------ RECORDS ------

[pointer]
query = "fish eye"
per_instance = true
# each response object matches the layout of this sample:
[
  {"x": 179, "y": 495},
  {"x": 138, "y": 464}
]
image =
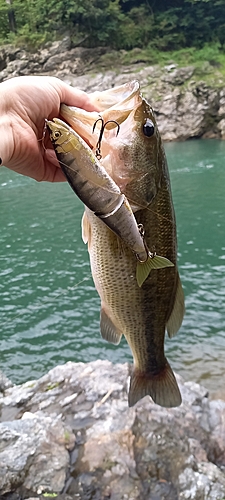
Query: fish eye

------
------ RECORDS ------

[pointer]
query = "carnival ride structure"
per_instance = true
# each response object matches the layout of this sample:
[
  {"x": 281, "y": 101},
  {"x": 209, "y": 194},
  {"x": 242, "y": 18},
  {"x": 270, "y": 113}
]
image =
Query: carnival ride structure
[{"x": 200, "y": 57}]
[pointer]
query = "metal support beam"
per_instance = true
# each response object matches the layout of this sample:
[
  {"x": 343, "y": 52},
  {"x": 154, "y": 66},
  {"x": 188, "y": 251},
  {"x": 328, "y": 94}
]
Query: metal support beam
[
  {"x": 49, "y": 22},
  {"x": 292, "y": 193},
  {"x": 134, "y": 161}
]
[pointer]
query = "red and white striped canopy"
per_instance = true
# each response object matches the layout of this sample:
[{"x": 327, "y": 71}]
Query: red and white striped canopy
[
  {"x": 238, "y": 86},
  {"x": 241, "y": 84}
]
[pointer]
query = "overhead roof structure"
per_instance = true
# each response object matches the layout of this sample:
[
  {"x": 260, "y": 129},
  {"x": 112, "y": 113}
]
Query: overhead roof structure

------
------ RECORDS ------

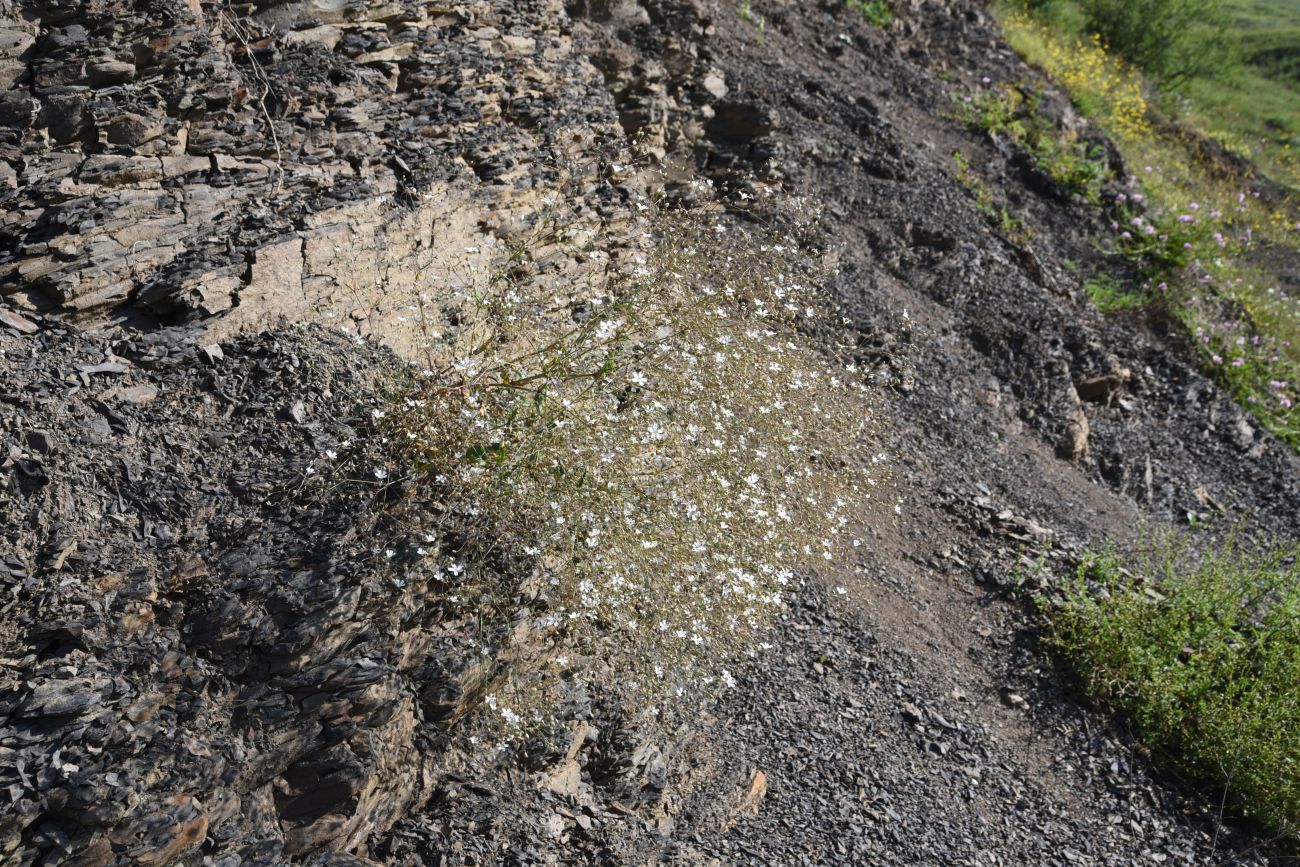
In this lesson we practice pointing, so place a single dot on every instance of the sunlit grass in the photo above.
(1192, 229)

------

• _WHAT YOU WILL DO_: Give only a number: how many lines of the data hold the string "roof"?

• _RESULT OF THIS TASK_: 2